WHAT THE EXERCISE ASKS: Return the listing word for word, as given.

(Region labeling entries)
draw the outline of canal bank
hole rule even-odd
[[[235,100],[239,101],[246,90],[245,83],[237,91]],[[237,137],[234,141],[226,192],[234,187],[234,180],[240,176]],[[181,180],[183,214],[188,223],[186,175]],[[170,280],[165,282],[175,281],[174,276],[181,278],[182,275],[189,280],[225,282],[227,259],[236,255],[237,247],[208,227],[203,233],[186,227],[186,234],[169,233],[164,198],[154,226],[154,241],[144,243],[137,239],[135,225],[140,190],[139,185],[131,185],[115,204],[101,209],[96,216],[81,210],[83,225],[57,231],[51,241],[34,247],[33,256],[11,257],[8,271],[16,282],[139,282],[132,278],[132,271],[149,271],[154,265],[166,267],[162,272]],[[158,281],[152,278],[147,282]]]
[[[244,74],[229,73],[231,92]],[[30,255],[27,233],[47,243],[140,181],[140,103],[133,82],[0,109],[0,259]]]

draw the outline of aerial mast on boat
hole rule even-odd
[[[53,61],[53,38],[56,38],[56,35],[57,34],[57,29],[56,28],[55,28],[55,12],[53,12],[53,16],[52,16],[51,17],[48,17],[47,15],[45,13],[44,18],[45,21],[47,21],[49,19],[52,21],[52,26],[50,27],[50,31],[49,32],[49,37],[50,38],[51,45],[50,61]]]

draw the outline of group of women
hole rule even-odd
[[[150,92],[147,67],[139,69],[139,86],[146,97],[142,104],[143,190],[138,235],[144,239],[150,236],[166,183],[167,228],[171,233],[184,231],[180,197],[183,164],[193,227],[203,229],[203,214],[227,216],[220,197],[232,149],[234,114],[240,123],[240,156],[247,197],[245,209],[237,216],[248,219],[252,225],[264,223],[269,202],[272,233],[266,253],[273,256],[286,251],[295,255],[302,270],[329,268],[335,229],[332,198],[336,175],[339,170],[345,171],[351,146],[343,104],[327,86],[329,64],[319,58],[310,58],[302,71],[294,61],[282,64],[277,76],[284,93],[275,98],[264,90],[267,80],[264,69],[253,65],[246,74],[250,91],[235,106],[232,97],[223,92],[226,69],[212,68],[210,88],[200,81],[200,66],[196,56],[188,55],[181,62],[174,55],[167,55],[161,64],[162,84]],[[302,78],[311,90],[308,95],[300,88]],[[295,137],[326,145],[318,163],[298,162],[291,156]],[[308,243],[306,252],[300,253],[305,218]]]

TASK RESPONSE:
draw the outline of canal bank
hole rule even-odd
[[[235,100],[239,101],[246,90],[245,83],[237,91]],[[237,137],[234,141],[226,192],[234,187],[234,180],[240,176]],[[181,180],[183,214],[188,223],[186,175]],[[170,280],[165,282],[175,281],[174,276],[181,278],[182,275],[189,280],[225,282],[227,259],[236,255],[237,247],[208,227],[203,233],[186,227],[186,234],[169,233],[164,198],[154,226],[154,241],[144,243],[137,239],[135,225],[140,190],[139,185],[131,185],[115,204],[101,209],[96,216],[81,210],[83,225],[57,231],[51,241],[34,247],[33,256],[11,257],[8,271],[16,282],[139,282],[132,278],[132,271],[149,271],[154,265],[166,267],[162,272]],[[158,281],[152,278],[147,282]]]
[[[244,74],[229,73],[231,92]],[[30,255],[27,233],[47,243],[140,181],[140,103],[133,82],[0,109],[0,259]]]

draw the outline of aerial mast on boat
hole rule even-odd
[[[53,61],[53,38],[56,38],[56,35],[57,34],[57,29],[56,28],[55,28],[55,12],[53,12],[53,16],[52,16],[51,17],[48,17],[47,15],[45,13],[44,18],[45,21],[47,21],[49,19],[52,21],[52,26],[50,27],[50,31],[49,32],[49,37],[50,38],[51,45],[50,61]]]

draw the outline of group of women
hole rule even-odd
[[[150,92],[147,67],[139,69],[139,86],[146,97],[142,104],[143,190],[138,235],[144,239],[150,236],[166,183],[167,228],[171,233],[184,231],[180,197],[183,164],[193,227],[203,229],[203,214],[227,216],[220,197],[232,149],[234,114],[240,123],[240,156],[247,197],[245,209],[237,216],[248,219],[252,225],[264,223],[269,202],[272,233],[266,253],[273,256],[286,251],[295,255],[302,270],[329,268],[335,229],[332,198],[336,175],[339,170],[345,171],[351,146],[343,104],[327,86],[329,64],[319,58],[310,58],[302,71],[294,61],[282,64],[277,76],[284,93],[275,98],[264,90],[267,80],[264,69],[253,65],[246,74],[250,91],[235,106],[232,97],[223,92],[226,69],[212,68],[210,88],[200,81],[200,66],[196,56],[188,55],[181,62],[174,55],[167,55],[161,64],[162,84]],[[302,78],[311,90],[308,95],[300,88]],[[295,137],[326,145],[318,163],[298,162],[291,156]],[[308,243],[306,252],[300,253],[305,218]]]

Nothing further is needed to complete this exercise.